◆ BRIEF: Reproduce all entries precisely as they are written.
-- START EXCERPTED RECORDS --
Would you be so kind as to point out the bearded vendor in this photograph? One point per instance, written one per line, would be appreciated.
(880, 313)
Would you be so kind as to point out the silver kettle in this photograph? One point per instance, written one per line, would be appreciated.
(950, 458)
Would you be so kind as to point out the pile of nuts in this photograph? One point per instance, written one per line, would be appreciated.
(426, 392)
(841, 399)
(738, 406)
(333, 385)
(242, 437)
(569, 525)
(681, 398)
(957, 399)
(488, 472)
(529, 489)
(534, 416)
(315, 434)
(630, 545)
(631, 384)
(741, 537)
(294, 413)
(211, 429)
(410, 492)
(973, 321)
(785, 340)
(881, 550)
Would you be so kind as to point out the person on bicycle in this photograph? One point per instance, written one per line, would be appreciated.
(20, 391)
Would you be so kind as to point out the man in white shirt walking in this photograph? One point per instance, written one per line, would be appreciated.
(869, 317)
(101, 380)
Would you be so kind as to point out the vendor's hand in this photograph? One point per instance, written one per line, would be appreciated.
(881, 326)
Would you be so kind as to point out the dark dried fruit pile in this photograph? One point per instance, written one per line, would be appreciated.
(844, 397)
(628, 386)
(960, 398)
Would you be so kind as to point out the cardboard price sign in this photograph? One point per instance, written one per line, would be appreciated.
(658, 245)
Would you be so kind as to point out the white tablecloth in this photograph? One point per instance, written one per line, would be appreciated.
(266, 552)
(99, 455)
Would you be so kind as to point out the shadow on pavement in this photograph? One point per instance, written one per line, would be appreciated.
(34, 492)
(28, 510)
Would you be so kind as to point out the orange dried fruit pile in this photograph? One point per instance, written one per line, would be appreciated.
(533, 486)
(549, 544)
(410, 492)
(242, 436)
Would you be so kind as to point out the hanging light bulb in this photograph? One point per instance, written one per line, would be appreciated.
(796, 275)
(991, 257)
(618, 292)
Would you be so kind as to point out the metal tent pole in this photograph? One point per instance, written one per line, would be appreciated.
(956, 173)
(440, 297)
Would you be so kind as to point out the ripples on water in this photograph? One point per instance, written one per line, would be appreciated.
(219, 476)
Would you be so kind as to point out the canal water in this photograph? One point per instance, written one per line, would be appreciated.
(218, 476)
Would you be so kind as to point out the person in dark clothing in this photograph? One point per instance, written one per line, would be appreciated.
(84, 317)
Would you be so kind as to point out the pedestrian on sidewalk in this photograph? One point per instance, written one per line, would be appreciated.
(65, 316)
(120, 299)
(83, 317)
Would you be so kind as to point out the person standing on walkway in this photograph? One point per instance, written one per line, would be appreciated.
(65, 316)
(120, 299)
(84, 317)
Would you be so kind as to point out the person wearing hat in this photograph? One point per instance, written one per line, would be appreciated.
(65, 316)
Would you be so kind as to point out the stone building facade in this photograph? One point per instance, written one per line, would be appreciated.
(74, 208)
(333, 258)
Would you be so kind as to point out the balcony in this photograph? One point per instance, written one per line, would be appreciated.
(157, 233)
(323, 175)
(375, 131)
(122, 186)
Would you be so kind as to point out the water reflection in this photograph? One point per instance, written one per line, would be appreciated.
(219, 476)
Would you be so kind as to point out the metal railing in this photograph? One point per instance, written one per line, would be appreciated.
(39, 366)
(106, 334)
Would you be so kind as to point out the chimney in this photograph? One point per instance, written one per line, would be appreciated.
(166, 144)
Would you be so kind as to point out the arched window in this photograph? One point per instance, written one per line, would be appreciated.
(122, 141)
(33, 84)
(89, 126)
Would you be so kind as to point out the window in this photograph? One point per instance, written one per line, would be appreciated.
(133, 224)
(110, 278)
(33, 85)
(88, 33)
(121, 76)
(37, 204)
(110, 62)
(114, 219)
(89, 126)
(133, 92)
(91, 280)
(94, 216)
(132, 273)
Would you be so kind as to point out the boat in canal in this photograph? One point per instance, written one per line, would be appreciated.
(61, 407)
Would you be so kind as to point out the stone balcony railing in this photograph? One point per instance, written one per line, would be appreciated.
-- END EXCERPTED RECORDS --
◆ EXERCISE RESULT:
Would you be so kind as to point out the bearded vendor in this photograph? One point per instance, written one per line, would be appreciated.
(880, 313)
Would you be so kind as to point out the silver kettle in this photograph? One point per instance, written one per line, would be appreciated.
(950, 458)
Would you be so kind as to point out the pile of nuts in this photograph? One point per instance, written one per line, would be appreciated.
(426, 392)
(841, 399)
(738, 406)
(333, 385)
(242, 437)
(569, 525)
(681, 398)
(957, 399)
(488, 472)
(529, 489)
(534, 416)
(315, 434)
(630, 545)
(631, 384)
(741, 537)
(294, 413)
(211, 429)
(410, 492)
(973, 321)
(785, 340)
(881, 550)
Would you be so kind as to point out the person on bicycle in this photograph? One point per instance, written one per line, would be appreciated.
(20, 391)
Would you be so kind as to point out the man in white shirt walking in this photograph? One point per instance, written one per line, would be appreciated.
(869, 317)
(101, 380)
Would you be so kind as to point out the vendor's hand in this photograph? One point per instance, written one per line, would be appreciated.
(881, 326)
Would you be so kind as to point out the dark dried fruit pile in this photograph? One point per instance, written one per line, would be appreciated.
(844, 397)
(628, 386)
(960, 398)
Would you be so kind as to point out the cardboard price sign in this photograph? One point per instance, written one per line, would be appreciated.
(658, 245)
Would you be so kind as to point out the white tablecloth in this photograph? One point per instance, written one per line, would be appreciated.
(266, 552)
(99, 455)
Would you be so kind as to point out the shadow on pavement in this photograph? One point per instance, written one per line, would be appreciated.
(34, 492)
(28, 510)
Would you be so kind as to point out the orange dried fruit pile in this photograph? One point per instance, written one per line, would be appreciated.
(533, 486)
(549, 544)
(410, 492)
(242, 436)
Would you be so kind as to point out the hanging light bulb in this photograph? One point per instance, written one per line, would be appreciated.
(796, 275)
(991, 257)
(618, 292)
Would you be so kind as to point out the metal tent pole in this photograph? One point per instance, written one per line, would be appreciated.
(956, 173)
(440, 297)
Would you be so kind as to point out the ripples on water in this photograph? One point per instance, written one per line, would be appreciated.
(219, 476)
Would you be so kind as to point out the canal water in this photograph? One point per instance, written one per line, would be appreciated.
(218, 476)
Would you be so kind as to point out the person in dark clothing in this photograph? One point per instance, written one per line, would be appreciated.
(84, 317)
Would you be so kind as to point out the pedestrian on sidewalk in this photograph? One point per instance, written one per line, would be appreciated.
(65, 316)
(120, 299)
(83, 317)
Would you be so kind as to point out the person standing on walkway in this photograph? One point per instance, written one per line, would be appreciated.
(65, 316)
(120, 299)
(84, 317)
Would you be so kind as to point out the person wearing hat in this photograph? One point per instance, written one per line, would be appreciated.
(65, 316)
Would you be so kind as to point out the stone building facade in this photograph? One point per instance, written one per line, would be appreciated.
(74, 208)
(333, 258)
Would you be so kind as to point out the balcony in this photograph? One point per instance, written one per line, would be appreciated.
(157, 233)
(323, 175)
(375, 131)
(122, 186)
Would you be so kind as to point out the water reflection in this photograph? One point per instance, written one per line, would be appreciated.
(219, 476)
Would you be so kind as to point out the metal railing in this photograph? One point per instance, written one per line, would be appreciated.
(39, 366)
(106, 334)
Would you be so kind as to point out the chimney in this photograph? One point per instance, written one per line, would be appreciated.
(166, 144)
Would you be so kind as to point out the arched window in this photograph? One point per instance, written one per line, would be appreciated.
(122, 141)
(33, 84)
(89, 126)
Would you be so kind as to point out the window in this photograph? One point per instance, written one per line, would be appreciated.
(133, 224)
(110, 278)
(33, 85)
(88, 33)
(121, 76)
(37, 204)
(110, 62)
(114, 219)
(89, 126)
(133, 92)
(91, 280)
(94, 216)
(132, 273)
Would you be so kind as to point out the boat in canal in this photograph? One point per instance, written one per line, would be appreciated.
(61, 407)
Would you be so kind as to point out the stone balcony railing in this photograph? One point per instance, written one per line, would be appreciated.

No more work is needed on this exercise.